** START **
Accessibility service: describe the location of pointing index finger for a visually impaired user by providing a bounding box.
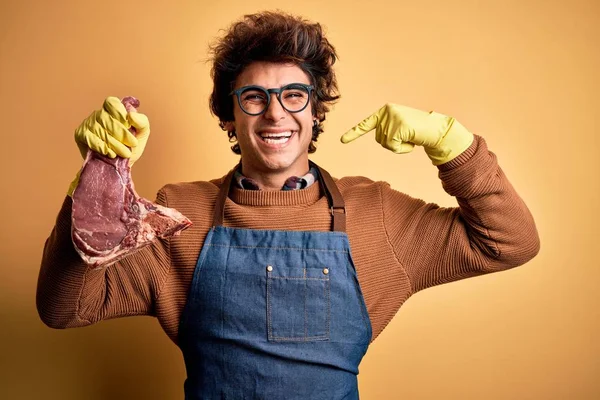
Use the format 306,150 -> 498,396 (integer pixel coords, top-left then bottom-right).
341,111 -> 379,143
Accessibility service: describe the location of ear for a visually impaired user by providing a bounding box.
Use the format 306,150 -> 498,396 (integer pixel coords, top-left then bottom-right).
223,121 -> 235,132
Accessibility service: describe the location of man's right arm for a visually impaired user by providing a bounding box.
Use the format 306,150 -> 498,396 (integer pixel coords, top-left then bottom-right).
36,191 -> 171,328
36,97 -> 171,328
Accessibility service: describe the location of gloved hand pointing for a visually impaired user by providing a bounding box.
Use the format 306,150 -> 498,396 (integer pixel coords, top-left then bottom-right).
341,104 -> 473,165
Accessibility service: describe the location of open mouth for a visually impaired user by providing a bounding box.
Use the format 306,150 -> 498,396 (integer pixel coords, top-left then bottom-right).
259,131 -> 294,144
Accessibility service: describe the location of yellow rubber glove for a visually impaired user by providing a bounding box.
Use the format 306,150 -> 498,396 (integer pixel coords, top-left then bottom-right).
341,104 -> 473,165
67,97 -> 150,196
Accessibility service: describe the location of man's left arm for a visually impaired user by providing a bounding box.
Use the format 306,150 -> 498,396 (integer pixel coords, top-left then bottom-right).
342,104 -> 539,293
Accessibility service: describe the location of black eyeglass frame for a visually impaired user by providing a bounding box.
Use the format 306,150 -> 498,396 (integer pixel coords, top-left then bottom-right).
** END **
## Work to do
Rewrite all of the rows above with "visually impaired user" swapped for "low-vision user" wherever it occurs, keeping every other word, number, and line unchanged and leaving out the pictures.

## Finished answer
Accessibility service: describe the location of pointing index finger for a low-vision user by providing a bounding box.
Use the format 306,150 -> 498,396 (integer pixel coords, top-left then bottom-right).
341,111 -> 379,143
Accessibility service: describe the location of ear for a low-vision user by providing a bounding box.
Use the format 306,150 -> 498,396 (integer pixel coords, top-left then bottom-right).
223,121 -> 235,132
Accessibility service: describe the location of man's right arm for a low-vision user by providing a bounding box.
Use the format 306,150 -> 498,396 (integer pixel coords, top-left then bottom-right).
36,191 -> 171,328
36,97 -> 171,328
Accessibility service: describe the location of gloved hand pointing for a low-vision user by providing a bounding box.
Use the format 306,150 -> 498,396 (integer pixel coords, top-left then bottom-right).
341,104 -> 473,165
Accessibility service: describe the location of open mouth for a low-vision user by providing a bounding box.
Use the format 306,150 -> 498,396 (integer pixel coords, top-left then bottom-right).
259,131 -> 294,144
Accessibility service: describe the location of yellow rubber glove for a low-vision user by providing a bounding box.
Use the format 306,150 -> 498,396 (integer pixel coords, top-left then bottom-right).
341,104 -> 473,165
67,97 -> 150,196
Accessibility service: describe the location of man's left arm for a low-vision user by providing a bounding box.
Use the format 306,150 -> 498,396 (integer pixel coords, top-left then bottom-right).
342,104 -> 539,293
Accessibility service: describe the location of black eyeglass frame for a low-vision user by providing a bounding box.
Use the format 306,150 -> 498,396 (integer pixel coords, top-left then bottom-right).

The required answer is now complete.